[Lines of box annotation data]
= = = = =

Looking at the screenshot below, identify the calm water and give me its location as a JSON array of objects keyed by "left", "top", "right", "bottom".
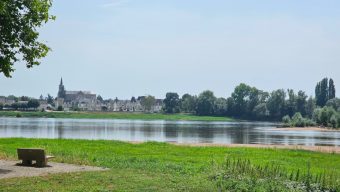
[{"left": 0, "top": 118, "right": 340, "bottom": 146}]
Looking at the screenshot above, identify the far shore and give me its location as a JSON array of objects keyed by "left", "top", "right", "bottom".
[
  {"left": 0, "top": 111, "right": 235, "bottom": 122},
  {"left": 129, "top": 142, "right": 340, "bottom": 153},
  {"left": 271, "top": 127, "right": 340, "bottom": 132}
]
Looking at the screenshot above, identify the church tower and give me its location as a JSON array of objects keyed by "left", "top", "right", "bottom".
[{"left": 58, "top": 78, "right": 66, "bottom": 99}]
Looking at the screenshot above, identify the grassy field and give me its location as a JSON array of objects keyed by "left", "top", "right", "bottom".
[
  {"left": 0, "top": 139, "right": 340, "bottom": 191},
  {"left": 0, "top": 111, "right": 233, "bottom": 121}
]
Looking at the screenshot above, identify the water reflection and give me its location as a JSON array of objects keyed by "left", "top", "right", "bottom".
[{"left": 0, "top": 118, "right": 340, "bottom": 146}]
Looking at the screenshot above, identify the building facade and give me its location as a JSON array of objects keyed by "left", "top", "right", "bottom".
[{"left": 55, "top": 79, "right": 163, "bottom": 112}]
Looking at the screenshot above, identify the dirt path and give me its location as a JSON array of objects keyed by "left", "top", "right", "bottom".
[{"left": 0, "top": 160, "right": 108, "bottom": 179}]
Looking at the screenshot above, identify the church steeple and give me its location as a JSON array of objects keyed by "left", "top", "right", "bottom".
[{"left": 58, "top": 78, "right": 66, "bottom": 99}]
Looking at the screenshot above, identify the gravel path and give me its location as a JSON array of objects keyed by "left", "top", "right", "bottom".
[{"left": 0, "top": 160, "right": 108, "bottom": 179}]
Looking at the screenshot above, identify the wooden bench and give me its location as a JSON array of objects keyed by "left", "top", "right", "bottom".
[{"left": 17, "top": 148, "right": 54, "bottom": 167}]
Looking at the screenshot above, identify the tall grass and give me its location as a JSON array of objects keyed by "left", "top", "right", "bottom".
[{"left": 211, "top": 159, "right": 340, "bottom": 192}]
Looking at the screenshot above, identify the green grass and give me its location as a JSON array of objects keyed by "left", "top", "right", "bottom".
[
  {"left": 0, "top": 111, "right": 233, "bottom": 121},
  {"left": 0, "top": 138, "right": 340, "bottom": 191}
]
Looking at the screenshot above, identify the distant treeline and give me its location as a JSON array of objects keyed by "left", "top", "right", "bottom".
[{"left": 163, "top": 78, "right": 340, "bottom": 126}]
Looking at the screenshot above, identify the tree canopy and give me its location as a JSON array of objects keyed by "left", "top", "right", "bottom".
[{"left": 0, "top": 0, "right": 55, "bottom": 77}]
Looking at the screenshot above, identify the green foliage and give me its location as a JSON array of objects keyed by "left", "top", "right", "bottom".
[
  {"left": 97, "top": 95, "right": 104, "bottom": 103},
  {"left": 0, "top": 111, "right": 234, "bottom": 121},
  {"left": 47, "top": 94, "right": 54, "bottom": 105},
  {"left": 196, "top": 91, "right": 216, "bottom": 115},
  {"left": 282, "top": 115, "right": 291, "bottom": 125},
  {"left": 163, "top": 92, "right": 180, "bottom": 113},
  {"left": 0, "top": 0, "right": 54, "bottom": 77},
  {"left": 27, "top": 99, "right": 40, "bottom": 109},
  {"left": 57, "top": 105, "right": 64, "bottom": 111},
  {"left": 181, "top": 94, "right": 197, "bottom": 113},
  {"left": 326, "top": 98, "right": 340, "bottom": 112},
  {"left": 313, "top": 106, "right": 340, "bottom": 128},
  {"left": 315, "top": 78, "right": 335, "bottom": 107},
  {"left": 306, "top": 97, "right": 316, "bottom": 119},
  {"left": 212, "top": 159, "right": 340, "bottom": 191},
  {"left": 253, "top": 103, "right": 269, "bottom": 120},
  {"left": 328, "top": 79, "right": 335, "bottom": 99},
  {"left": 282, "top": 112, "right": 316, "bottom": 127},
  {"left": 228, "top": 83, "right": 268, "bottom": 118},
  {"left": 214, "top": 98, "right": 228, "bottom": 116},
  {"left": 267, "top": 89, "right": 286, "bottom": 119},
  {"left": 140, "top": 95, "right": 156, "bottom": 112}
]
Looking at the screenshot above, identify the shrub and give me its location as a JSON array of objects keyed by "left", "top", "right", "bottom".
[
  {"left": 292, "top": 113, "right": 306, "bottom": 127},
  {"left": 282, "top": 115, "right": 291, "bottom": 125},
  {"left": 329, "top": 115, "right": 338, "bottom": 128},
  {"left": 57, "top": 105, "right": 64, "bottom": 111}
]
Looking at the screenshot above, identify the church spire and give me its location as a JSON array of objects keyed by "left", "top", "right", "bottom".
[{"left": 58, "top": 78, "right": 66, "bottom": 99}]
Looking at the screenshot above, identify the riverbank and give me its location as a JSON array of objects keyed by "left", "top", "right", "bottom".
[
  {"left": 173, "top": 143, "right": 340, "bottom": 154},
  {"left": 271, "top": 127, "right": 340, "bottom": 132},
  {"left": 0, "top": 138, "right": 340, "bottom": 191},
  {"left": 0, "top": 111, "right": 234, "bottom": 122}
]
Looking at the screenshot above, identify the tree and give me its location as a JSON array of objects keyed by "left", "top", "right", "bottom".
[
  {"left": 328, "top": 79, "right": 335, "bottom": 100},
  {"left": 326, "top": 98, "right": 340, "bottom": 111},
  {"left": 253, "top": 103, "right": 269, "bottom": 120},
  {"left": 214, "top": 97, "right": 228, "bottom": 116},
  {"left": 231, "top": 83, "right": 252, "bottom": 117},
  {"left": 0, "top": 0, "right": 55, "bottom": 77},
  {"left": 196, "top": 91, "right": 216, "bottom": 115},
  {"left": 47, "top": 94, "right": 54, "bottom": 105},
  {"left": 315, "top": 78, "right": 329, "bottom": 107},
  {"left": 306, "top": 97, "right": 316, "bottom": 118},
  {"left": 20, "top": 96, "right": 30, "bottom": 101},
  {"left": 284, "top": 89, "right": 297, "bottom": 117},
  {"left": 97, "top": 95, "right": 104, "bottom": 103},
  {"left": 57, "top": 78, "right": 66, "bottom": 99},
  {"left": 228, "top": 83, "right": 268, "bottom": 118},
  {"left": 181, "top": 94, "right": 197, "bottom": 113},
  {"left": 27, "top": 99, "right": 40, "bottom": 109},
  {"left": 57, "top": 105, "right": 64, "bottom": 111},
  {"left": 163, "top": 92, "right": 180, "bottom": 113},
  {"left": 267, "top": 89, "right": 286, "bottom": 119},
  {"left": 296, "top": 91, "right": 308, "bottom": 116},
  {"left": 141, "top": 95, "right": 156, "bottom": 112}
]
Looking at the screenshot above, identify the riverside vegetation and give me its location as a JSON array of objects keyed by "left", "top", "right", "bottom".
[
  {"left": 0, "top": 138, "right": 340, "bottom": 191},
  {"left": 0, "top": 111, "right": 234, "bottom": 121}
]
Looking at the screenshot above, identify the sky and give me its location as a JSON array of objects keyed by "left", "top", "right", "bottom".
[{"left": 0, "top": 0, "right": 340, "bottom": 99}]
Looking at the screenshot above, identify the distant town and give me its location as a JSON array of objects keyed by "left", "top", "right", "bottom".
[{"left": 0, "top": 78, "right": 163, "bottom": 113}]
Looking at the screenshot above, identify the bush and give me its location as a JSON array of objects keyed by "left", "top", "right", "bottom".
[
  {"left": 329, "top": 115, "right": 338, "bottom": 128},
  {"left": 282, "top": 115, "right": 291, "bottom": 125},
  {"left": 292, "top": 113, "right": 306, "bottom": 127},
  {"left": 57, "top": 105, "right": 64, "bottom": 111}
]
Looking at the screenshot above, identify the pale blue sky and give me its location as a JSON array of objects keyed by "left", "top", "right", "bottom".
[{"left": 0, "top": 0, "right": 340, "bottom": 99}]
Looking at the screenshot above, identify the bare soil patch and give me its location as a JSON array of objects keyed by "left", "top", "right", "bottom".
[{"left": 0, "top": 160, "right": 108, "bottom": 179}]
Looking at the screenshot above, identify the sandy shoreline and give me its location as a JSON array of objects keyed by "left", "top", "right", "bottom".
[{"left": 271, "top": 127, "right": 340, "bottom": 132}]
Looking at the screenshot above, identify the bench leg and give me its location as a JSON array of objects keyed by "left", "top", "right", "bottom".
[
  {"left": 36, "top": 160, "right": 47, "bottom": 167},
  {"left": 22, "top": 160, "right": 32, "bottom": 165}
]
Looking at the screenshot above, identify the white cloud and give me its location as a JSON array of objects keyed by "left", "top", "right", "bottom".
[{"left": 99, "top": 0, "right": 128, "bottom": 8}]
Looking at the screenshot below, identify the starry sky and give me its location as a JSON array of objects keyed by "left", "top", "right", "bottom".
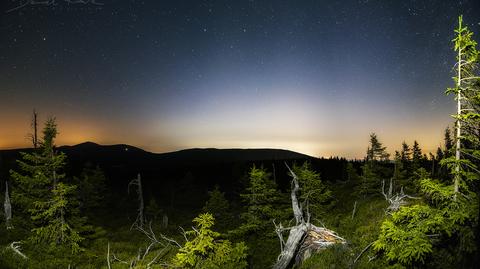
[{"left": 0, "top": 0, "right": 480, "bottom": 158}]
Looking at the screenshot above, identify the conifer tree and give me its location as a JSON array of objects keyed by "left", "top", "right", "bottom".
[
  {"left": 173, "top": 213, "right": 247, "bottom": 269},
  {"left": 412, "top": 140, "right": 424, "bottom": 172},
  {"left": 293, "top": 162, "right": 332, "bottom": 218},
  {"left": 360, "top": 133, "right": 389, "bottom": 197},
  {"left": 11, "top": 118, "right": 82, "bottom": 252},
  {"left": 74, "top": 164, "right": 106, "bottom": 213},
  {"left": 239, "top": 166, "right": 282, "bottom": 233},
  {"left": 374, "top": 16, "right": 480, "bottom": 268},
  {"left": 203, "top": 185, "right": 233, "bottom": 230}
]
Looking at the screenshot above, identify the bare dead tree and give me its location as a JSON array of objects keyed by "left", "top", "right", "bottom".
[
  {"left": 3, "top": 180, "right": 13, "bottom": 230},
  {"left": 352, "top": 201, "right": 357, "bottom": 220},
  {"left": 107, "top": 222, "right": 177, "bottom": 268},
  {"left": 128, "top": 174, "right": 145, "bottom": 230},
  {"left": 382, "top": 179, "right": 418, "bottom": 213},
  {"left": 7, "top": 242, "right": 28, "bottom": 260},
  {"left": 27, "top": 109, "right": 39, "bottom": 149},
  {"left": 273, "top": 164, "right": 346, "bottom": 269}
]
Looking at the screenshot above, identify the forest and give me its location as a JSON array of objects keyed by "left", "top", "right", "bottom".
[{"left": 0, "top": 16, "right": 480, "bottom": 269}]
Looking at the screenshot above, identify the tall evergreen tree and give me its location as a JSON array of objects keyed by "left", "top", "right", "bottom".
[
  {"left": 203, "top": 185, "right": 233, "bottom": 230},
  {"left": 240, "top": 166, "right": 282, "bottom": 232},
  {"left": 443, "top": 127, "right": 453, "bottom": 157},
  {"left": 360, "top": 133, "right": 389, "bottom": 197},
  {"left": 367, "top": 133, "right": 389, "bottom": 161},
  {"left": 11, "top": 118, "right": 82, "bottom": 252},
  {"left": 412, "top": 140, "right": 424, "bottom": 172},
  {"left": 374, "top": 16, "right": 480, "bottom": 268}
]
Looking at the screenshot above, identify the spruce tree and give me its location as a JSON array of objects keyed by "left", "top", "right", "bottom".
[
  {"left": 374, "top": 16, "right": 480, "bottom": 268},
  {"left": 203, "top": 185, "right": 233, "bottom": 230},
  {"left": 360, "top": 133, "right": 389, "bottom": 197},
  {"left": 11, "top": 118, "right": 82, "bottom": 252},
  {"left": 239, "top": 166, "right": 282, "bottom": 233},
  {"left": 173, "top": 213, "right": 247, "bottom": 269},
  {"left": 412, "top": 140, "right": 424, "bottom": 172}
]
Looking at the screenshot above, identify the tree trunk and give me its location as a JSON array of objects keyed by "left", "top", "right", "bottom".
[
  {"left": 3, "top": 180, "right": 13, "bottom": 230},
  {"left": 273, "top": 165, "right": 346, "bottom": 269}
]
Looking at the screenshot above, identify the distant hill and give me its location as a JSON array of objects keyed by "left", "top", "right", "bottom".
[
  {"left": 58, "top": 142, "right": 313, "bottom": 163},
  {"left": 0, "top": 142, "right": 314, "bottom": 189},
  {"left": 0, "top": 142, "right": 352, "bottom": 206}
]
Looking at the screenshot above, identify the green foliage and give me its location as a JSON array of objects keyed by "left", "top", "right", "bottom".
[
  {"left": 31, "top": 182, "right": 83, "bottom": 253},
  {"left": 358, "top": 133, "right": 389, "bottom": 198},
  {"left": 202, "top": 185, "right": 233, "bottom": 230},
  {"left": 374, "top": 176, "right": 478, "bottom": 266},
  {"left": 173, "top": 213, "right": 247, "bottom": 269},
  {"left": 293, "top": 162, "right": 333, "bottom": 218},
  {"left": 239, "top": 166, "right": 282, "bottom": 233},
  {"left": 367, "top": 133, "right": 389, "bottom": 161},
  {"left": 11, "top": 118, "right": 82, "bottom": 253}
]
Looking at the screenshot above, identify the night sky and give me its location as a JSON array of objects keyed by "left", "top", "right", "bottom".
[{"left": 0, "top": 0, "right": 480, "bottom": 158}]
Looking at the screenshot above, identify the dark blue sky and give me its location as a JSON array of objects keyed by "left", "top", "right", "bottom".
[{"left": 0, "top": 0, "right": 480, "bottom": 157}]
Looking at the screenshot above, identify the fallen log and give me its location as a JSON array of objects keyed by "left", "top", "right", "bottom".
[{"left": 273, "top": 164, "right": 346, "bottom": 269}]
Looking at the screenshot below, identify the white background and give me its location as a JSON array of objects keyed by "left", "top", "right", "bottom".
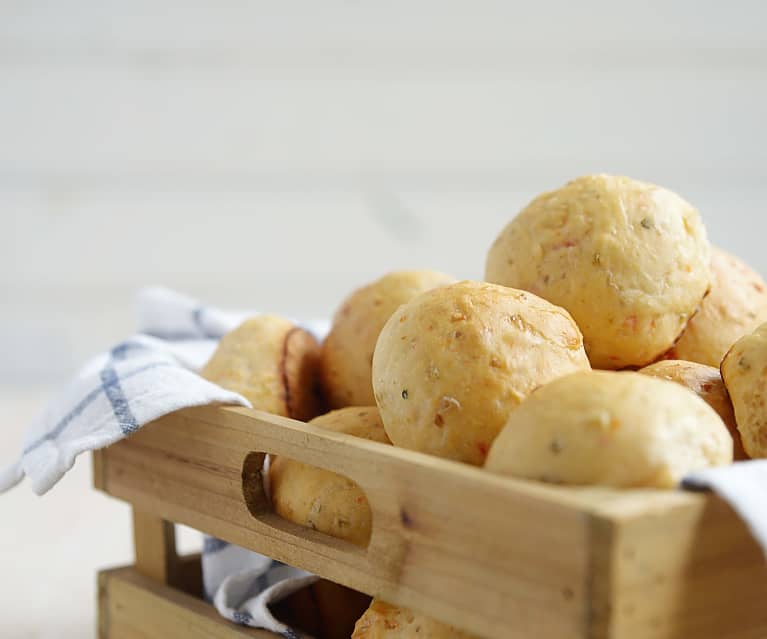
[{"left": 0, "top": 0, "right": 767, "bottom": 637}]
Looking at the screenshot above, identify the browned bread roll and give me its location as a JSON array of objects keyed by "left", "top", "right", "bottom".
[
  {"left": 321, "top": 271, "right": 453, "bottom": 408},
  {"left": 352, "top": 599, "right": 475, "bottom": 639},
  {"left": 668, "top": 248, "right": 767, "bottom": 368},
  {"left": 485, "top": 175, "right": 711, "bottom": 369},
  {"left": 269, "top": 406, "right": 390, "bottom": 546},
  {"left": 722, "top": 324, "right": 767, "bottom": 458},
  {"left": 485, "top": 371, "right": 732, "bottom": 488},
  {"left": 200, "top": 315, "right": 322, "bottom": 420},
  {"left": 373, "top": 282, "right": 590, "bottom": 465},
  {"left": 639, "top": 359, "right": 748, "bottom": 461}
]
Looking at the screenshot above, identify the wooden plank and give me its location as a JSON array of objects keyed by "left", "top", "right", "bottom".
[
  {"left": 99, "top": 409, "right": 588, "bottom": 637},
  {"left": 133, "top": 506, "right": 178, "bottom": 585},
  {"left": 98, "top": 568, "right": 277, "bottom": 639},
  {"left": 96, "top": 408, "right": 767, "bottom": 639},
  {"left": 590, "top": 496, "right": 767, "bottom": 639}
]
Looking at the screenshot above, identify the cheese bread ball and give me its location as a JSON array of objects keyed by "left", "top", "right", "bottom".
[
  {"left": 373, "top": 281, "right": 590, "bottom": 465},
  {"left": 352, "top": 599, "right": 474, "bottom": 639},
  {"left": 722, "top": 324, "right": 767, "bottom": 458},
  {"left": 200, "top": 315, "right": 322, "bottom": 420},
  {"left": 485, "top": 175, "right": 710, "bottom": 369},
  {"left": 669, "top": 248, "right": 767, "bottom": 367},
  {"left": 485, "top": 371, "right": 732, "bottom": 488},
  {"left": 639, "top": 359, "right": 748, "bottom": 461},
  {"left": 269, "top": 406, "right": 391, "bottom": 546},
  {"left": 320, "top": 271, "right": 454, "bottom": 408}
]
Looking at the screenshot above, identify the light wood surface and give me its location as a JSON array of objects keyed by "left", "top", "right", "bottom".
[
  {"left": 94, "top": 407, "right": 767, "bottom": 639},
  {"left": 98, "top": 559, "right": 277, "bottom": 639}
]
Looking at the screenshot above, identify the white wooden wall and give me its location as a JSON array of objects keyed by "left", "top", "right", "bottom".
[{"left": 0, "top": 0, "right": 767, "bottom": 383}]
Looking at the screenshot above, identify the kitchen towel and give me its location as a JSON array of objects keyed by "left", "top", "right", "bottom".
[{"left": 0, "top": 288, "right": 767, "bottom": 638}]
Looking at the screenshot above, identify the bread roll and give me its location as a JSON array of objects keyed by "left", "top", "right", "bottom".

= = = = =

> WHAT THE EXERCISE ASKS
Put the lines above into a numbered list, leaving out blank lines. Include only the part that opens with the line containing "Looking at the screenshot above, identify the kitchen" and runs through the last line.

> WORKED ANSWER
1. Looking at the screenshot above, identify the kitchen towel and give me its location as a JSON array of objects keyed by "left", "top", "right", "bottom".
2. [{"left": 0, "top": 288, "right": 767, "bottom": 638}]
3. Looking at the screenshot above, identify the bread roll and give me its location as a JSON array of objects keyed by "left", "top", "right", "bottom".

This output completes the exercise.